(EXTRACT PROVIDED):
** BEGIN **

Wapakoneta Daily News

Tradition celebrates anniversar­y

- BY ALEX GUERRERO STAFF WRITER

The United States Postal Service was at the Armstrong Air and Space Museum midday Tuesday, but Clerk Jack Richard wasn't there to deliver mail. He was canceling commemorat­ive covers on Moon Day— or the day Asronaut Neil Armstrong of Wapakoneta became the first person to step foot on the moon on July 20, 1969.

The museum had been doing this every year since before it existed.

According to Rex, a committee was formed while Armstrong was in space to discuss ways to celebrate him, and the first commemorat­ive cancelatio­n covers came out in the fall of 1969.

Cancelatio­n covers are commemorat­ive envelopes with stamps the USPS cancels out.

"There's a group of individual­s that are collectors of these," Logan Rex, curator and communicat­ions director at the museum, said. "We do them every year."

Because the Summer Moon Festival was Year of the Frogmen, the cover features the frogmen in the middle of their recovery operation with the Columbia module. Local artist T.L. Blosser designed the art, a watercolor theme with stencil etching.

"We've done some work with this artist in the past, and we've been pretty pleased with the artwork thus far," he said. "It definitely turned out well."

** END **

(OBJECTIVE): Reproduce the Moon Day article verbatim, covering everything from "- BY ALEX GUERRERO" down to "USPS cancels out.".

(EXTRACTED MATERIAL):

** BEGIN **

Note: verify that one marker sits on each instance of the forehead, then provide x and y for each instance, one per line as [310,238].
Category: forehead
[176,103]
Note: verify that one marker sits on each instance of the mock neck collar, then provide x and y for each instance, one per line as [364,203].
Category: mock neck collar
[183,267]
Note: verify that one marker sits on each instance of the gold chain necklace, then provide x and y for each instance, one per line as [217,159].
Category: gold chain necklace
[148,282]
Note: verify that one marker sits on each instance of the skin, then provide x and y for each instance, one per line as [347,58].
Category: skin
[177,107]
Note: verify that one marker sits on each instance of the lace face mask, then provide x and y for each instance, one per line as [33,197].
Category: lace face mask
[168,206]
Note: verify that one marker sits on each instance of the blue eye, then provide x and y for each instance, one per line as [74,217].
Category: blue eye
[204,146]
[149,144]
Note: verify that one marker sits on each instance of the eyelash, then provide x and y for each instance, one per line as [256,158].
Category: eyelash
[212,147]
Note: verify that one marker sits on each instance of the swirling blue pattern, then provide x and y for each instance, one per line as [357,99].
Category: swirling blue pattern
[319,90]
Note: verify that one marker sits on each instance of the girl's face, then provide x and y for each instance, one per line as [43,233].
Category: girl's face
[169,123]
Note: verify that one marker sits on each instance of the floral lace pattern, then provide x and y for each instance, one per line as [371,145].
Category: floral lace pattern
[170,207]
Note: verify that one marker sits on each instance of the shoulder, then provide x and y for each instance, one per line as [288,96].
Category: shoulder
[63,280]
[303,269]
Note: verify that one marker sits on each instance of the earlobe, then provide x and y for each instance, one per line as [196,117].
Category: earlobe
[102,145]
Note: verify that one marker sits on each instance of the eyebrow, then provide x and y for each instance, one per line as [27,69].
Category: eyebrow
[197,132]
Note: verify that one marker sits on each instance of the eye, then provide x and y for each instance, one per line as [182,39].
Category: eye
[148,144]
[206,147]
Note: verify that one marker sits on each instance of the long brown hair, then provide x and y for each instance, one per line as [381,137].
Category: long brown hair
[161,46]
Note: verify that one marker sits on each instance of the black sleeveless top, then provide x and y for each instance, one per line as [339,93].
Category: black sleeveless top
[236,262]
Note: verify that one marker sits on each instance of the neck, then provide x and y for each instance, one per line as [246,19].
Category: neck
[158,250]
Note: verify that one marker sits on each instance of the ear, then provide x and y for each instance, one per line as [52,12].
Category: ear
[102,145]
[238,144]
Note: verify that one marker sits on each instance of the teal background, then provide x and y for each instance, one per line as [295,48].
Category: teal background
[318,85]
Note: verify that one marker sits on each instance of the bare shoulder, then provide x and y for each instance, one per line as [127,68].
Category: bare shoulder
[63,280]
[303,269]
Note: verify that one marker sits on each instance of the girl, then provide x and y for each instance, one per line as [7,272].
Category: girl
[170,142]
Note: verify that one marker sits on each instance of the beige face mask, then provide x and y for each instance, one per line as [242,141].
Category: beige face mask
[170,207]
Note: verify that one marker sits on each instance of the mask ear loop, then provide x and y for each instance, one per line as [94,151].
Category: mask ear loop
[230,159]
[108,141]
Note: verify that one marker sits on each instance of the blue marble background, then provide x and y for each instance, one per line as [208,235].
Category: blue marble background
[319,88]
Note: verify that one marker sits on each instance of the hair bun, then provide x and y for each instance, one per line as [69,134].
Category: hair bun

** END **
** BEGIN **

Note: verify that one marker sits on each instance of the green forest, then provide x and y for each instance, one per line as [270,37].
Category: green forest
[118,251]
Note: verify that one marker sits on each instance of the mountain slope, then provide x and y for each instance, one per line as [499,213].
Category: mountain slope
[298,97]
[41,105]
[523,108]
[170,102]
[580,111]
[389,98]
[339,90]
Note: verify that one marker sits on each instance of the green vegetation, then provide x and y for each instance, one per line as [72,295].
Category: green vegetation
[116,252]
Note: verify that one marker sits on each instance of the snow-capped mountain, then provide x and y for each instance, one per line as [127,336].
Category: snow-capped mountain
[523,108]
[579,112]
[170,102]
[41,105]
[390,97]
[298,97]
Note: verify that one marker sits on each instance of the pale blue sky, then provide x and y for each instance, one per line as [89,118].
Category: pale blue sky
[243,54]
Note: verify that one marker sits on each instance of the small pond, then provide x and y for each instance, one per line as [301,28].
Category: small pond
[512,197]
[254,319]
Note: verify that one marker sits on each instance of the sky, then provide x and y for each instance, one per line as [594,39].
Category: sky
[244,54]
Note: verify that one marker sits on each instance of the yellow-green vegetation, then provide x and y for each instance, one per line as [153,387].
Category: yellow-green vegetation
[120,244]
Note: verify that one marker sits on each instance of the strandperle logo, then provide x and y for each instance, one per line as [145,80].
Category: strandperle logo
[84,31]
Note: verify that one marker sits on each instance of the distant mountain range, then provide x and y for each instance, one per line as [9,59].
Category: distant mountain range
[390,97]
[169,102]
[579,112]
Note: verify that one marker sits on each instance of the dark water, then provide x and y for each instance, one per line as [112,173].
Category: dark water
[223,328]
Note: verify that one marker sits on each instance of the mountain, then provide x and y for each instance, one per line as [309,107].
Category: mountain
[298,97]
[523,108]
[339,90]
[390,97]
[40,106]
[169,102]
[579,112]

** END **

(SOLUTION FOR THIS PROBLEM):
- BY ALEX GUERRERO STAFF WRITER

The United States Postal Service was at the Armstrong Air and Space Museum midday Tuesday, but Clerk Jack Richard wasn't there to deliver mail. He was canceling commemorat­ive covers on Moon Day— or the day Asronaut Neil Armstrong of Wapakoneta became the first person to step foot on the moon on July 20, 1969.

The museum had been doing this every year since before it existed.

According to Rex, a committee was formed while Armstrong was in space to discuss ways to celebrate him, and the first commemorat­ive cancelatio­n covers came out in the fall of 1969.

Cancelatio­n covers are commemorat­ive envelopes with stamps the USPS cancels out.